** Information **
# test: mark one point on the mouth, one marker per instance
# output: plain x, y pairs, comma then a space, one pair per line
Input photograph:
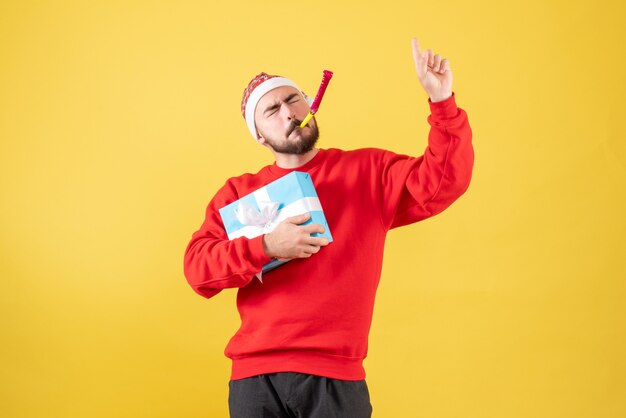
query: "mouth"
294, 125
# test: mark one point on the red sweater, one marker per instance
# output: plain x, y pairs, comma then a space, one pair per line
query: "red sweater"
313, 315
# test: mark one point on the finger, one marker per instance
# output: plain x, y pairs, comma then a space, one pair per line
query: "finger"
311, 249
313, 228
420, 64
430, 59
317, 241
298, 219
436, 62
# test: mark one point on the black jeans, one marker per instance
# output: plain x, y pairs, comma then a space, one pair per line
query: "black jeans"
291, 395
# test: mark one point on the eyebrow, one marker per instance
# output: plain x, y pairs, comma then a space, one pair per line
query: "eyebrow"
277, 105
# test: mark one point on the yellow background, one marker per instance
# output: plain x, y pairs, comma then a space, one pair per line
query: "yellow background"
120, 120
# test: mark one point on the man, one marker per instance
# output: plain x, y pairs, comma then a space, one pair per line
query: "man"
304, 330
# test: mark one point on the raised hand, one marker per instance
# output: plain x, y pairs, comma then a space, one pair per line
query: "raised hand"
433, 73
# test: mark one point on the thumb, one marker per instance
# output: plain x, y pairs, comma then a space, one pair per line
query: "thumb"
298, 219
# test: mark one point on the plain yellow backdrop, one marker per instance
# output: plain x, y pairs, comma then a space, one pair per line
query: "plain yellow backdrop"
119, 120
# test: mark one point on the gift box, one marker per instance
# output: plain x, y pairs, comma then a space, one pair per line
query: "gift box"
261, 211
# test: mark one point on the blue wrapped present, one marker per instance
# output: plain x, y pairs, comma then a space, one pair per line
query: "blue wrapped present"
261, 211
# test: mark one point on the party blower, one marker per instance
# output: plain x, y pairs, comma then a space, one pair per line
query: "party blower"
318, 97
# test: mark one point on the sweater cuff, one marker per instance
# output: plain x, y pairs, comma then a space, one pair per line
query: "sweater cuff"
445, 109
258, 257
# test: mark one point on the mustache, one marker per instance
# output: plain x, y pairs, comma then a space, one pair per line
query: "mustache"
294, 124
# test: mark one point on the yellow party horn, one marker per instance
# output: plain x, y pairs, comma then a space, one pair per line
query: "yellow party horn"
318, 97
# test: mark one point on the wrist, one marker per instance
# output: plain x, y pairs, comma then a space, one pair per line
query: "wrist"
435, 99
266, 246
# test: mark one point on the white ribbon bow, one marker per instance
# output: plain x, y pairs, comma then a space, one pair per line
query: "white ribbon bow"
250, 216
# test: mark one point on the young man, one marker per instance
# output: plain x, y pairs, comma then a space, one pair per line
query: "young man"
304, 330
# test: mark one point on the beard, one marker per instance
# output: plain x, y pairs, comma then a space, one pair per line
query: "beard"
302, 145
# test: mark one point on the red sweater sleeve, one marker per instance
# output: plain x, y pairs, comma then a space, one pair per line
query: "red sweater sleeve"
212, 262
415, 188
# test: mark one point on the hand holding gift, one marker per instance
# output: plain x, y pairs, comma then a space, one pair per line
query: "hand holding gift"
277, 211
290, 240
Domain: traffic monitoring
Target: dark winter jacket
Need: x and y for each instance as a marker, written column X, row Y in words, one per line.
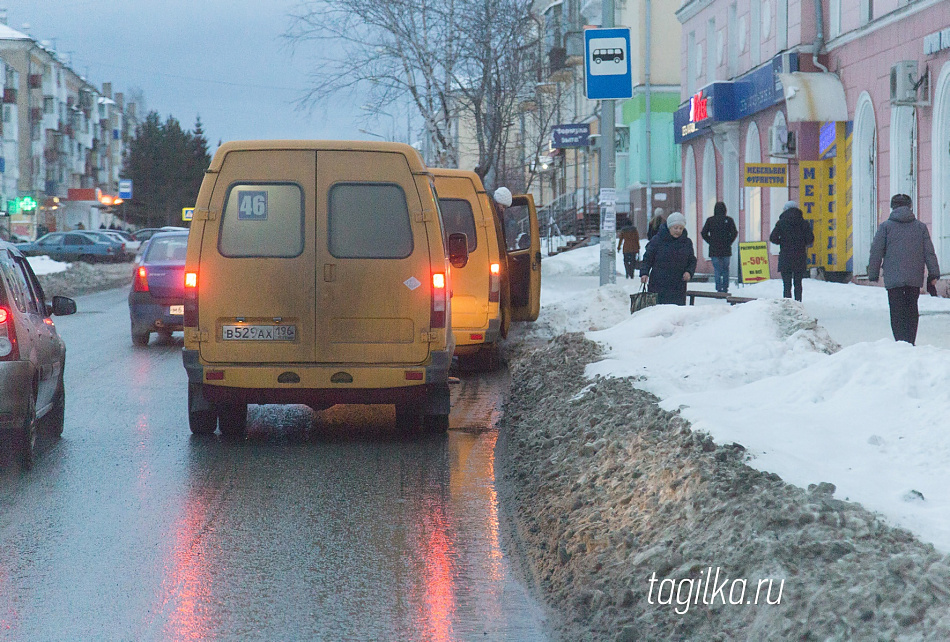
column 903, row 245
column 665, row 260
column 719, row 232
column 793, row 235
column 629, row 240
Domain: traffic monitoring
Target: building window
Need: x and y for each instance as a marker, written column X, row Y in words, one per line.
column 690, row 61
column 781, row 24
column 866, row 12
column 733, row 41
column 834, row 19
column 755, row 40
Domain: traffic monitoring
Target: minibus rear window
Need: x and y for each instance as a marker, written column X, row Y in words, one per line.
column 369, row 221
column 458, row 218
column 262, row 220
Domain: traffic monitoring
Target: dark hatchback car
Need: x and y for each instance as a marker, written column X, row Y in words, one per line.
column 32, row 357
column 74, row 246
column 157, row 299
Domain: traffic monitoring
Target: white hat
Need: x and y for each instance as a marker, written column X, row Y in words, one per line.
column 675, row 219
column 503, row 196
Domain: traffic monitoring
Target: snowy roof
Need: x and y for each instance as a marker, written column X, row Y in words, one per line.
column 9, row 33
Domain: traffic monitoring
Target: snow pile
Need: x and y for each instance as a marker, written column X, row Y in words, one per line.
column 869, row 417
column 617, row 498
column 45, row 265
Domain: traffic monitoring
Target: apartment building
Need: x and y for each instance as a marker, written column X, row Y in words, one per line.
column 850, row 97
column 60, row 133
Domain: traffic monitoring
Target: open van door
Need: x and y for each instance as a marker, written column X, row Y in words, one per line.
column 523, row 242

** Problem **
Every record is to be repeated exactly, and no picture is carried over.

** Expected answer **
# test: mark one point on the mouth, one marker per instance
# output: plain x, y pairs, comma then a space, one pair per line
Input photograph:
query: "mouth"
294, 125
# test: mark one point on the red sweater, one marker per instance
# output: plain x, y pairs, comma then a space, one pair per line
query: "red sweater"
313, 315
# test: mark one point on the finger, one marker per instance
# output: plain x, y pairs, comma then a space, one pair per line
query: "finger"
311, 249
313, 228
420, 64
430, 59
317, 241
298, 219
436, 62
# test: mark one point on the black jeans, one marker per instance
# output: plain x, y pairs, comma then a space, one pair per line
query: "black jeans"
291, 395
# test: mark one point on the eyebrow, one marker per instance
# output: plain x, y pairs, comma then a space, one pair per line
query: "eyebrow"
277, 105
# test: mark one point on the yellow background, one marker per instance
# output: plain x, y pairs, comma then a space, one pair per line
query: "yellow background"
120, 120
# test: mark one point on the man, one marker per instance
# output: plain x, y pairs, comma then a space, one pair per line
query: "man"
304, 330
# test: mark one point on the raised hand, one marker per instance
# output: plain x, y pairs, comma then a space, one pair per line
query: "raised hand"
433, 73
# test: mark one point on the thumb, one marker per instance
# output: plain x, y pairs, comma then a space, one pair per line
query: "thumb"
298, 219
# test: mark one point on the plain yellow backdrop, one marker per instance
# output: plain x, y pairs, comma then a space, one pair per line
query: "plain yellow backdrop"
119, 120
# test: mark one point on the gift box, one marker per instance
# output: plain x, y pairs, comma then a space, one pair per line
query: "gift box"
261, 211
# test: mark one point on the blue wrapped present, one marker per instance
# output: plain x, y pairs, comma then a space, one pair per line
query: "blue wrapped present"
261, 211
# test: mark one point on the party blower, one marker per instance
# output: plain x, y pairs, comma then a space, one pair per line
query: "party blower"
318, 97
# test: mark one point on the sweater cuff, one marker per instance
# output: plain x, y pairs, comma then a space, one pair per line
query: "sweater cuff"
445, 109
258, 257
# test: mark one point on the mustache, one marker per instance
# output: plain x, y pairs, comma then a space, one pair per line
query: "mustache"
294, 124
# test: mark one point on the yellow party horn, one marker per instance
# output: plain x, y pairs, comma then a space, one pair per line
query: "yellow party horn"
318, 97
# test: mark one point on the wrist, one marker per instance
# output: plain x, y pairs, comma then a space, one pair per line
query: "wrist"
435, 99
266, 246
# test: mark one point on the white ribbon bow, one marker per instance
# output: plain x, y pairs, comma then a space, one pair per line
query: "white ribbon bow"
250, 216
# test: mark one point on the young man, one marker per instance
# output: plain x, y pairs, comma then a space, one pair per line
query: "young man"
304, 330
# test: mark one point on the beard, one marker per instance
# output: plain x, y pairs, comma then a space, one pair per line
query: "beard"
302, 145
# test: mark one point on the red sweater sleeve, one marker per instance
# output: plain x, y pairs, comma then a space, one pair per line
query: "red sweater sleeve"
212, 262
415, 188
# test: mark one point on the hand holding gift, one marker per instance
# output: plain x, y pairs, comma then a space, one pair per line
query: "hand holding gift"
277, 211
290, 240
Domain: traffic monitoring
Target: dark winter jacket
Need: x and y for each instance as a marker, written column X, row Y in words, one per line.
column 903, row 245
column 665, row 260
column 719, row 232
column 793, row 235
column 629, row 240
Domain: traffic monitoring
Target: building window
Need: x and y for each instance as a marker, written column X, row Y in words, one per line.
column 690, row 61
column 781, row 24
column 866, row 12
column 733, row 41
column 834, row 19
column 755, row 40
Domain: traffic monitoring
Target: minibus rear window
Need: x and y for each instance as a marker, written column X, row Y in words, one per line.
column 369, row 221
column 458, row 218
column 262, row 220
Domain: traffic monitoring
Target: dark hatchback car
Need: x and y for each instance as a marker, written column X, row Y in words, one per line.
column 32, row 357
column 74, row 246
column 157, row 299
Domain: traffic monitoring
Target: white hat
Need: x and y for each instance as a marker, written column X, row Y in words, one per line.
column 675, row 219
column 503, row 196
Domain: traffic monitoring
Target: snowy roof
Need: x and y for each instance as a marker, written column X, row Y in words, one per line.
column 9, row 33
Domain: traffic monitoring
Target: snow pile
Need: x and y for each instance as a marker, written column X, row Y in words, one per line.
column 869, row 417
column 617, row 498
column 45, row 265
Domain: traffic monitoring
Target: apartment building
Need: x and y for each instance as a marker, written column X, row Y in words, one per line.
column 850, row 97
column 60, row 133
Domain: traffic monitoring
Target: open van door
Need: x and y for each instance as a marker, written column X, row Y in words, one per line.
column 523, row 242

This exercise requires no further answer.